▶ Records supplied
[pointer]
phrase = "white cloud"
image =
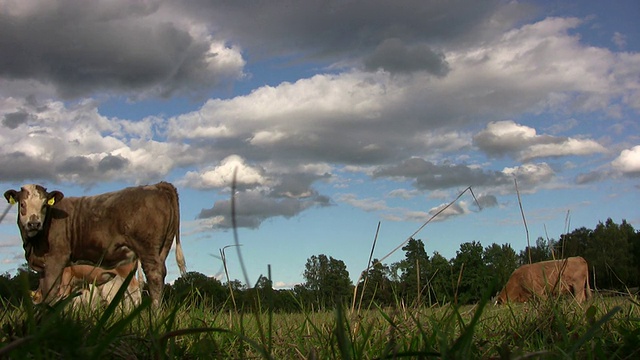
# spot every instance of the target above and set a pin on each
(222, 176)
(523, 143)
(628, 162)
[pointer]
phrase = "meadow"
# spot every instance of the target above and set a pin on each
(602, 328)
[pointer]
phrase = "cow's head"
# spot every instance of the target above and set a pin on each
(33, 202)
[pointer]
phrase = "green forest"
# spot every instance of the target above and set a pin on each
(612, 251)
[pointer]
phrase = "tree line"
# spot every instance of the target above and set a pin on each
(611, 250)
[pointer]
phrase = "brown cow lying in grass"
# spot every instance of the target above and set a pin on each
(103, 284)
(553, 277)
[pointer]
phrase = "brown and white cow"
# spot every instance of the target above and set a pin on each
(105, 281)
(107, 230)
(553, 277)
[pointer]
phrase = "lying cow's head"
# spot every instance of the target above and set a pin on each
(33, 201)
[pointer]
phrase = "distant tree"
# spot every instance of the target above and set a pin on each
(469, 263)
(542, 251)
(378, 285)
(574, 243)
(199, 288)
(414, 270)
(441, 282)
(328, 279)
(501, 261)
(610, 252)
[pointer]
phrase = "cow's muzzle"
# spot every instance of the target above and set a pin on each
(34, 226)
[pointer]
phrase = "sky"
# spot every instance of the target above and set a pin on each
(334, 115)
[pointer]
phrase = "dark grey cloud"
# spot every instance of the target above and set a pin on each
(394, 56)
(591, 177)
(327, 29)
(111, 162)
(82, 47)
(297, 185)
(253, 208)
(429, 176)
(15, 119)
(18, 167)
(76, 165)
(487, 201)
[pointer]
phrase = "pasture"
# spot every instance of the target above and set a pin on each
(556, 328)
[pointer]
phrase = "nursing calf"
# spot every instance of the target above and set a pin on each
(96, 284)
(553, 277)
(108, 231)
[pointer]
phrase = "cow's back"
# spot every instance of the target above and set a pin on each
(109, 229)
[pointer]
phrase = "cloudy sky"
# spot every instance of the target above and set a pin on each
(335, 115)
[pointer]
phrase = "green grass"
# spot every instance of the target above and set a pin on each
(601, 328)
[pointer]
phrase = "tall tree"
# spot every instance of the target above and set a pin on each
(376, 285)
(414, 271)
(328, 279)
(610, 252)
(442, 283)
(542, 251)
(575, 243)
(469, 266)
(501, 261)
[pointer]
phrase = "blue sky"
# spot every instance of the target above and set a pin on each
(337, 115)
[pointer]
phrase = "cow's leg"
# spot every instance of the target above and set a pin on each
(52, 277)
(66, 282)
(155, 271)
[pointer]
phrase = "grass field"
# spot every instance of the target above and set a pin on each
(606, 328)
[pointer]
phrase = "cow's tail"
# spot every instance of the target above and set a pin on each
(587, 290)
(182, 265)
(139, 275)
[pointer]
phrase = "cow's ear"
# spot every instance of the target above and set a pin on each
(54, 197)
(11, 196)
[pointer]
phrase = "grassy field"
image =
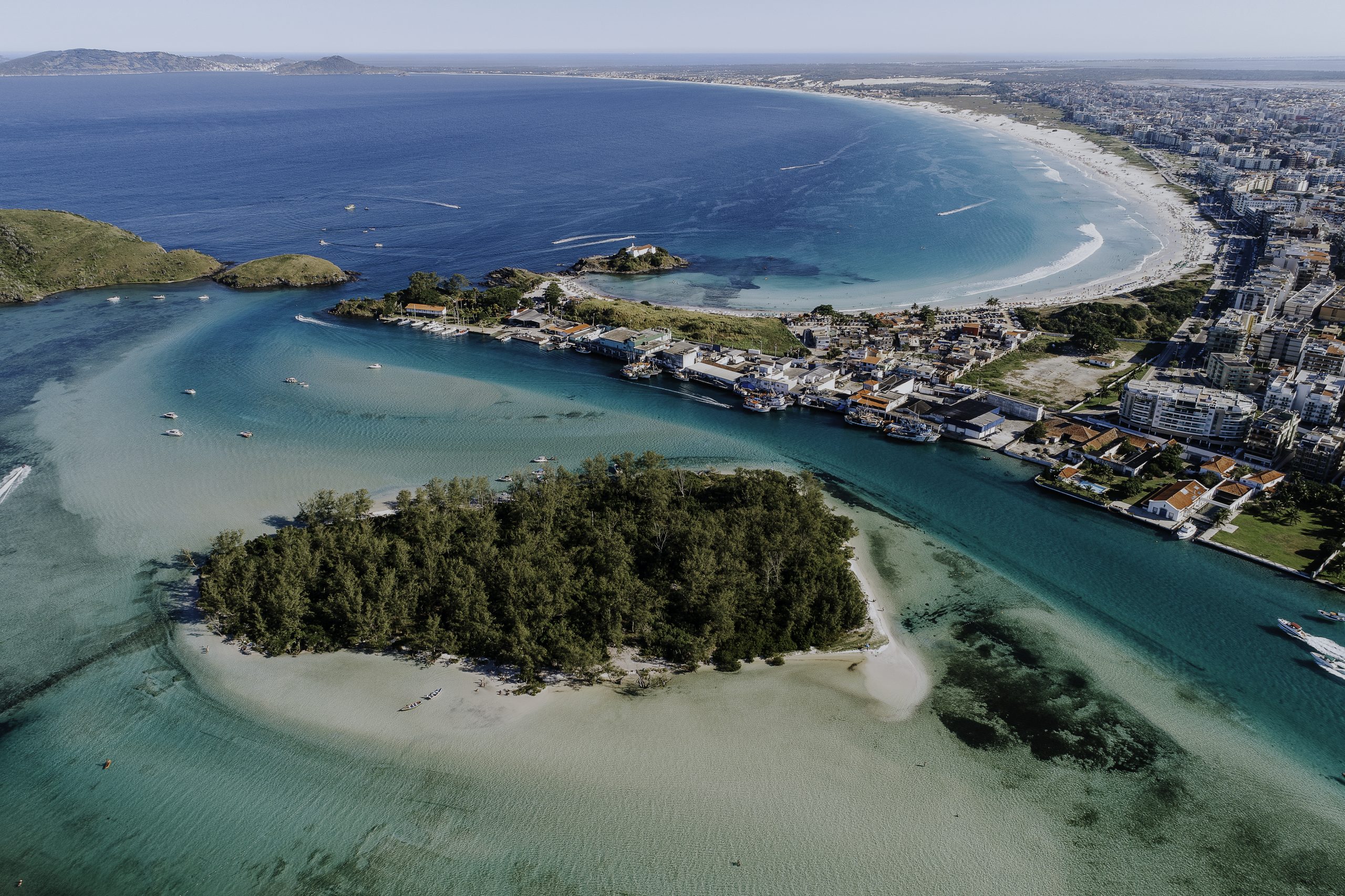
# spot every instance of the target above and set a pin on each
(767, 334)
(283, 271)
(1298, 545)
(46, 252)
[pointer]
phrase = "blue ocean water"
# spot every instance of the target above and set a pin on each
(545, 170)
(206, 797)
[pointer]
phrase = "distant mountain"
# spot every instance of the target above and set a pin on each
(66, 62)
(330, 65)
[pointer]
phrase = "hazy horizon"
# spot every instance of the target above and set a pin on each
(965, 30)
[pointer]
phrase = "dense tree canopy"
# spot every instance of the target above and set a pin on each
(692, 567)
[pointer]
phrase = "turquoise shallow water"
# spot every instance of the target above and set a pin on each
(794, 773)
(791, 772)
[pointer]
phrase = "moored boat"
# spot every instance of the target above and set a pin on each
(866, 419)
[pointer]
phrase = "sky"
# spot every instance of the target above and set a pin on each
(966, 29)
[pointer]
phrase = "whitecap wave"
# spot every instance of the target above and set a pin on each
(1075, 256)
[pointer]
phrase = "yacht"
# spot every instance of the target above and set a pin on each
(1293, 630)
(868, 419)
(1331, 666)
(909, 430)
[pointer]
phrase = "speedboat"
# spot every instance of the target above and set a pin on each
(1331, 666)
(1293, 630)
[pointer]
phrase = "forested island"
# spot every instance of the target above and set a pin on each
(690, 567)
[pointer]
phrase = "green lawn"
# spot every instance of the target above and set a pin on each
(1297, 547)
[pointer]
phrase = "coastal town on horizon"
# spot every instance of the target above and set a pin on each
(673, 451)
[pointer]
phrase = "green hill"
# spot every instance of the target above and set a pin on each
(46, 252)
(767, 334)
(284, 271)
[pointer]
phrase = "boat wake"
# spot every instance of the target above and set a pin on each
(704, 400)
(1075, 256)
(320, 324)
(976, 205)
(13, 480)
(588, 236)
(597, 243)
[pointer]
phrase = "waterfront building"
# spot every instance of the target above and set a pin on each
(426, 311)
(1270, 437)
(1176, 501)
(1230, 372)
(1319, 454)
(1194, 413)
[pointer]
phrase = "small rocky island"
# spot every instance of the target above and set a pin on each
(284, 271)
(44, 252)
(631, 260)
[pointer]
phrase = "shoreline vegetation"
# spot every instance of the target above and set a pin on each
(688, 567)
(45, 252)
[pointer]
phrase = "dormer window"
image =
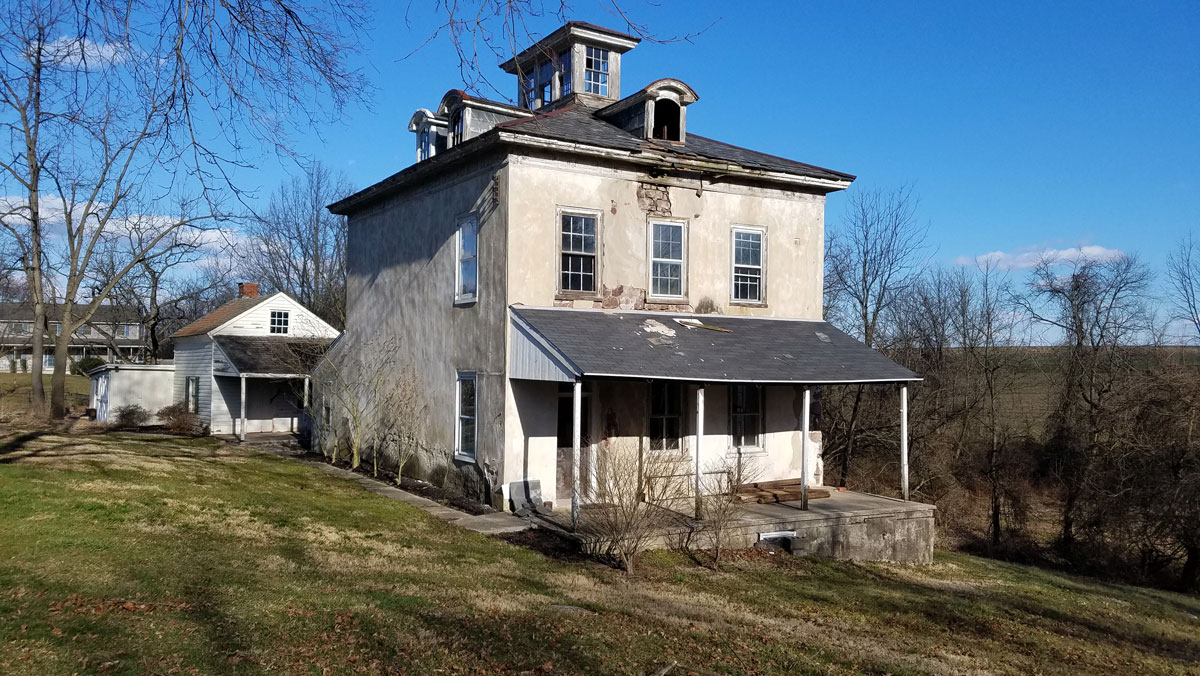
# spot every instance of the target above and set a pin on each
(666, 120)
(595, 71)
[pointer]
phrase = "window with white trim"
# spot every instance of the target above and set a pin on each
(666, 414)
(192, 394)
(279, 321)
(466, 410)
(748, 281)
(467, 275)
(595, 71)
(667, 259)
(745, 417)
(577, 271)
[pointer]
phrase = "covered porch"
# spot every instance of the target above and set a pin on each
(721, 394)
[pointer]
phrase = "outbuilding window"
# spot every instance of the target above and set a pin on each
(579, 252)
(748, 283)
(465, 436)
(745, 417)
(279, 321)
(666, 259)
(467, 282)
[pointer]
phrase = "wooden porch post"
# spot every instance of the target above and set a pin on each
(241, 429)
(904, 441)
(700, 437)
(576, 432)
(804, 447)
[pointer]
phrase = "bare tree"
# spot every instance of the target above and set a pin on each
(871, 262)
(109, 111)
(298, 246)
(1183, 275)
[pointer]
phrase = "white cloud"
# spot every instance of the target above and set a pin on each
(1027, 257)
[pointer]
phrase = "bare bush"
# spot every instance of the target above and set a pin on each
(635, 490)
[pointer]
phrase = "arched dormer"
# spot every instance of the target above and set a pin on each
(658, 112)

▶ Goal of the exercise
Could you output all of the entries above exactly? Leave the pictures out.

▶ Answer space
[pointer]
phrase = "white cloud"
image =
# spot every instance of the target above and set a pin on each
(222, 176)
(523, 143)
(628, 162)
[pointer]
phrase = "meadow"
# spot every instance of the target above and set a pin on each
(602, 328)
[pointer]
phrase = "cow's head"
# spot every instance of the target above and set a pin on each
(33, 202)
[pointer]
phrase = "green forest"
# spot every instance of the target above and set a pin on each
(612, 251)
[pointer]
phrase = "tree line"
# spot every instance of the target above and set a pin on each
(611, 250)
[pointer]
phrase = "brown cow lying in grass"
# spot every instance of the target above and set a pin on each
(103, 284)
(553, 277)
[pointer]
phrase = "brown and white cow"
# spot every instance of the target above and set a pin on each
(105, 281)
(107, 230)
(553, 277)
[pointer]
phrase = "lying cow's head"
# spot every instance of the target above and set a pin on each
(33, 201)
[pointer]
phrase = "distant tree"
# spot every instance of the target above and set a pin on each
(469, 263)
(542, 251)
(378, 285)
(574, 243)
(199, 288)
(414, 270)
(441, 282)
(328, 279)
(501, 261)
(610, 252)
[pointer]
phrase = "cow's muzzle"
# spot every instance of the target above and set a pin on each
(34, 226)
[pointer]
phrase = "sky"
# spot every instance of the target above and set a pin on each
(334, 115)
[pointer]
phrase = "dark grey cloud"
# spot every instance of the target above and set a pin on each
(394, 56)
(591, 177)
(327, 29)
(111, 162)
(82, 47)
(297, 185)
(253, 208)
(429, 176)
(15, 119)
(18, 167)
(76, 165)
(487, 201)
[pointer]
phrase = "pasture"
# spot every instance of the target above and set a pin on each
(556, 328)
[pointer]
phrase = "nursing calf"
# spot every instance of the target above and set a pin on each
(96, 284)
(553, 277)
(108, 231)
[pointer]
phrase = "cow's back"
# spot every instance of the target above and set a pin on each
(109, 229)
[pointer]
phrase = "cloudy sky"
# spot every instance of the target above and set a pin on each
(335, 115)
[pointer]
phrase = "green grass"
# spot every instance of the target above and set a pin on each
(601, 328)
[pointer]
phrase = "tall tree"
# spot every instance of the target above and set a pin on each
(376, 285)
(414, 271)
(328, 279)
(610, 252)
(442, 283)
(542, 251)
(575, 243)
(469, 266)
(501, 261)
[pointer]
phrase = "blue sky"
# spot every instance of the target above and set a pin on each
(337, 115)
[pointer]
phrase = "cow's leg"
# spot every instance of the target above and set a pin on each
(52, 277)
(66, 282)
(155, 271)
[pointer]
phrase = "grass field"
# spot every instance of the target above and set a pin on each
(606, 328)
[pointer]
phrase = "cow's tail"
# spot every instance of the target above and set a pin on each
(587, 290)
(182, 265)
(139, 275)
[pointer]
phrase = "cow's ear"
# spot every instance of the target above and set a pin on each
(54, 197)
(11, 196)
[pointer]
phrase = "grassy field"
image =
# spot every instance of the target above and set a pin on each
(767, 334)
(283, 271)
(1298, 545)
(46, 252)
[pointer]
phrase = "blue ocean water"
# spot every instance of the target above and set a pin on each
(545, 170)
(206, 797)
[pointer]
phrase = "distant mountain"
# spot every instance of the target above and set a pin on each
(66, 62)
(330, 65)
[pointer]
phrase = "hazy horizon"
# spot every instance of the target above and set a pin on each
(965, 30)
[pointer]
phrase = "dense tree canopy"
# spot every instance of the target above and set a pin on each
(692, 567)
[pointer]
phrase = "turquoise shallow water"
# spot every instance of the target above and set a pin on each
(794, 773)
(791, 772)
[pointer]
phrase = "moored boat"
# spot every instance of the target above and set a pin on each
(866, 419)
[pointer]
phrase = "sky"
# spot every instance of the target above and set a pin on each
(966, 29)
[pointer]
phrase = "whitecap wave"
# spot every instance of the target above and set a pin on each
(1075, 256)
[pointer]
phrase = "yacht"
# spot every instance of the target above and set a pin on each
(1293, 630)
(868, 419)
(1331, 666)
(909, 430)
[pointer]
phrase = "speedboat"
# spot every instance of the target above and set a pin on each
(1331, 666)
(1293, 630)
[pointer]
phrase = "forested island"
# spot every instance of the target above and set a pin on each
(690, 567)
[pointer]
phrase = "green lawn"
# spot every instance of the target above and set a pin on each
(1297, 547)
[pointer]
phrase = "coastal town on horizon"
# spot every instance of the target above and set a pin on each
(673, 451)
[pointer]
phrase = "green hill"
# spot every instance of the target above and set a pin on each
(46, 252)
(767, 334)
(284, 271)
[pointer]
phrase = "boat wake"
# spot every instance of the target above and set a pin on each
(704, 400)
(1075, 256)
(320, 324)
(976, 205)
(13, 480)
(588, 236)
(597, 243)
[pointer]
phrase = "waterfront building"
# spot every instance of the target above and set a pin on each
(426, 311)
(1270, 437)
(1176, 501)
(1230, 372)
(1319, 454)
(1194, 413)
[pointer]
phrase = "small rocky island"
# spot every instance of the target above and set a pin on each
(284, 271)
(44, 252)
(631, 260)
[pointer]
phrase = "shoreline vegetation"
# spot every instance of the target above and set a pin on each
(688, 567)
(45, 252)
[pointer]
phrase = "dormer window"
image =
# spot every instance of the target above and set a pin on each
(666, 120)
(595, 71)
[pointer]
phrase = "window with white trim"
# spot every instance of the target above and set a pin on each
(666, 414)
(192, 394)
(279, 321)
(466, 410)
(748, 281)
(467, 275)
(595, 71)
(667, 259)
(745, 417)
(577, 271)
[pointer]
phrase = "covered porch"
# spot every instance of the target above and set a pin on each
(721, 394)
[pointer]
phrase = "outbuilding window"
# spot every instance of the target above and set a pin on each
(579, 252)
(748, 283)
(465, 436)
(745, 417)
(279, 321)
(666, 259)
(467, 282)
[pointer]
phrase = "wooden porch post"
# spot every instance of the target above and set a pin on each
(241, 429)
(904, 441)
(700, 437)
(576, 432)
(804, 447)
[pointer]
phrase = "bare tree"
# spot every instance of the target above and set a pin on each
(871, 262)
(109, 111)
(298, 246)
(1183, 275)
[pointer]
phrase = "white cloud"
# spot every instance of the target above and set a pin on each
(1027, 257)
[pointer]
phrase = "bare bush"
# spot every instance of the target above and set a pin on each
(635, 490)
[pointer]
phrase = "arched dormer"
# spot every instance of the target above and set a pin on each
(658, 112)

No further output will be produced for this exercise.